* _Exercise goal_
Search the data below for the word "flower" and copy each line that holds it.

* _Records supplied_
=== Begin Enclosure ===

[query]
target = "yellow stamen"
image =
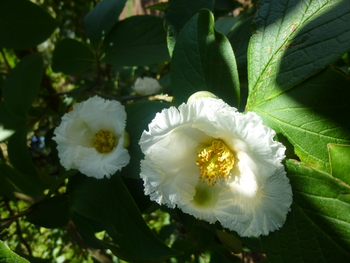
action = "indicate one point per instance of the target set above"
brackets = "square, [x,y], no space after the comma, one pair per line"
[214,162]
[103,141]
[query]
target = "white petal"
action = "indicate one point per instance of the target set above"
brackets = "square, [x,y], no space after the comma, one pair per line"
[253,200]
[74,137]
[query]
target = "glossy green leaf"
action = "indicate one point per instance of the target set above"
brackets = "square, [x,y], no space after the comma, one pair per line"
[52,212]
[161,6]
[139,116]
[24,24]
[22,85]
[178,13]
[230,241]
[136,41]
[339,156]
[71,56]
[9,122]
[311,115]
[19,153]
[318,227]
[203,60]
[100,20]
[294,40]
[8,256]
[88,234]
[108,201]
[23,183]
[6,188]
[238,31]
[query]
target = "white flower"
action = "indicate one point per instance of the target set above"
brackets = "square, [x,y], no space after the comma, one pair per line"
[246,187]
[91,138]
[146,86]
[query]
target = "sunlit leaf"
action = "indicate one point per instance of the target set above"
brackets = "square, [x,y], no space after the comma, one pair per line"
[339,157]
[24,24]
[318,227]
[7,256]
[311,115]
[203,60]
[294,40]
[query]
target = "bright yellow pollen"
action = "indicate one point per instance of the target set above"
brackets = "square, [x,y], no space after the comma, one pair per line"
[215,161]
[103,141]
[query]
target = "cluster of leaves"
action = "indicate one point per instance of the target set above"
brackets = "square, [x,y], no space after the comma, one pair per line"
[285,60]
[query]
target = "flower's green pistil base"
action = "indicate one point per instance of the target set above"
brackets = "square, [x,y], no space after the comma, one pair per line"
[214,162]
[103,141]
[205,196]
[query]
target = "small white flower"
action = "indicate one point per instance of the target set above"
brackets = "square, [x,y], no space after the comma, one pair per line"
[91,138]
[218,165]
[146,86]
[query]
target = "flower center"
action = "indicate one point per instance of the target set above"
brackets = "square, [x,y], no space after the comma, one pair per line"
[103,141]
[215,161]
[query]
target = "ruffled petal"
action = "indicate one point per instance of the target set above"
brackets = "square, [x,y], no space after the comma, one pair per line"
[74,137]
[249,200]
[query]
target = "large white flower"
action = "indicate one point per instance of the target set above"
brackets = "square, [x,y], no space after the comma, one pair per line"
[146,86]
[218,165]
[91,138]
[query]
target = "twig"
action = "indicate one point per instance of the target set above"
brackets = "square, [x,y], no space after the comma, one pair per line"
[5,59]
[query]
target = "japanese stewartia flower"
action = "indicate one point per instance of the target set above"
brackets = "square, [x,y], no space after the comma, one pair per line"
[218,165]
[91,138]
[146,86]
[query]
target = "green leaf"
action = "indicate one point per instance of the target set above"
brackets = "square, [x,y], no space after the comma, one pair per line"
[311,115]
[71,56]
[87,233]
[139,116]
[203,60]
[27,179]
[230,241]
[100,20]
[6,188]
[23,24]
[294,40]
[318,227]
[162,6]
[19,153]
[179,12]
[22,85]
[52,212]
[238,31]
[108,201]
[8,256]
[136,41]
[23,183]
[339,156]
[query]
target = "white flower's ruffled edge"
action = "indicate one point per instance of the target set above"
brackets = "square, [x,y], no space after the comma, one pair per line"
[170,174]
[75,133]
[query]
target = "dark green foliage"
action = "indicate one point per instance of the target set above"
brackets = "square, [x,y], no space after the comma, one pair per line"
[288,61]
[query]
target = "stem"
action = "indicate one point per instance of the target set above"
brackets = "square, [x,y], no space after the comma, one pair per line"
[5,59]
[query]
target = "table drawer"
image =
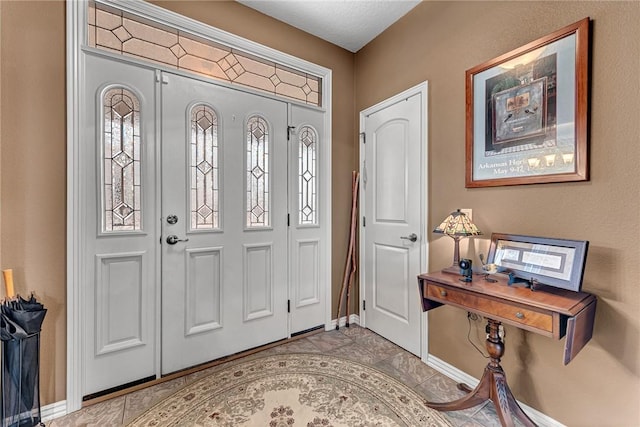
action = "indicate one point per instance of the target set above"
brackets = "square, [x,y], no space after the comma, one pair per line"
[497,310]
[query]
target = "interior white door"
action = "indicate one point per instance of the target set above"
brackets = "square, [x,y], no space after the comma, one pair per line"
[224,201]
[392,232]
[119,229]
[307,272]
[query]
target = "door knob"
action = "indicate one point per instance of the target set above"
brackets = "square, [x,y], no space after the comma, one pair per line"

=== End Enclosure ===

* _Exercise result_
target = "white flower"
target = "flower's green pistil base"
target = "small white flower"
target = "flower center"
target = "large white flower"
target = "japanese stewartia flower"
target = "white flower's ruffled edge"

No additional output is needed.